> **EXERCISE PASSAGE**:
PATIENCE IS A VIRTUE (that I’m working on!)
Last week, I stumbled upon a most unlikely breed of secret ninjas who taught me more about stealth patience than anyone else in my life ever has. Enter the technical staff, managers, and customer service providers at Apple Care. Yes, an IT department and an anonymous voice on the other end of the line can be your personal Obi Wan Kenobi, so keep your eyes peeled.
After (literally) four to five hours a day on the phone with Apple technicians (six in total), who diligently called me back when we got disconnected and never seemed hurried, stressed, or irritable—even after everything we tried landed us back to square one—I am humbled and in awe.
Over the last few weeks, I’ve been on a wild ride with patience. After downloading the new(ish) Mountain Lion operating system, my computer rebelled, froze, and puked up every glitch or wrinkled email attachment it’s ever received. It refused to function.

> **DATASET CONTENT**:
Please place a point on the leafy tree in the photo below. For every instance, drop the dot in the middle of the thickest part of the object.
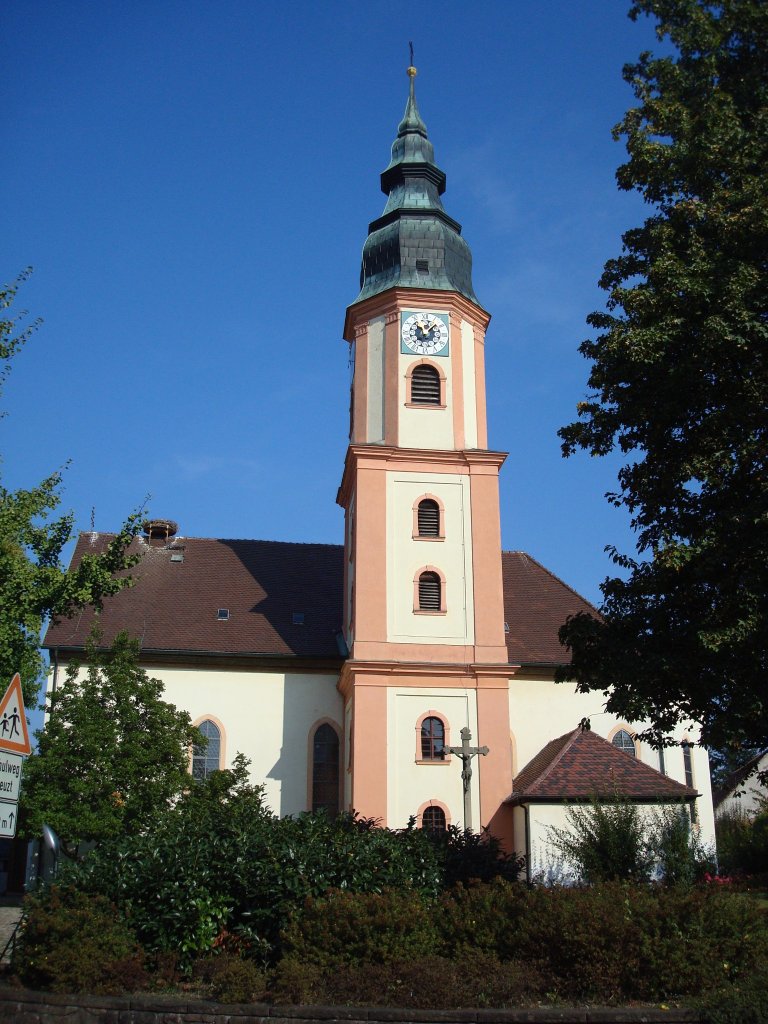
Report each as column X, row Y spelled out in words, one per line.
column 34, row 583
column 679, row 385
column 113, row 754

> **EXERCISE REQUIREMENTS**: Please pull out, word for word, the part of the patience post above that opens with the words containing "Last week, I" and closes with "your eyes peeled.".

> **EXERCISE OUTPUT**:
Last week, I stumbled upon a most unlikely breed of secret ninjas who taught me more about stealth patience than anyone else in my life ever has. Enter the technical staff, managers, and customer service providers at Apple Care. Yes, an IT department and an anonymous voice on the other end of the line can be your personal Obi Wan Kenobi, so keep your eyes peeled.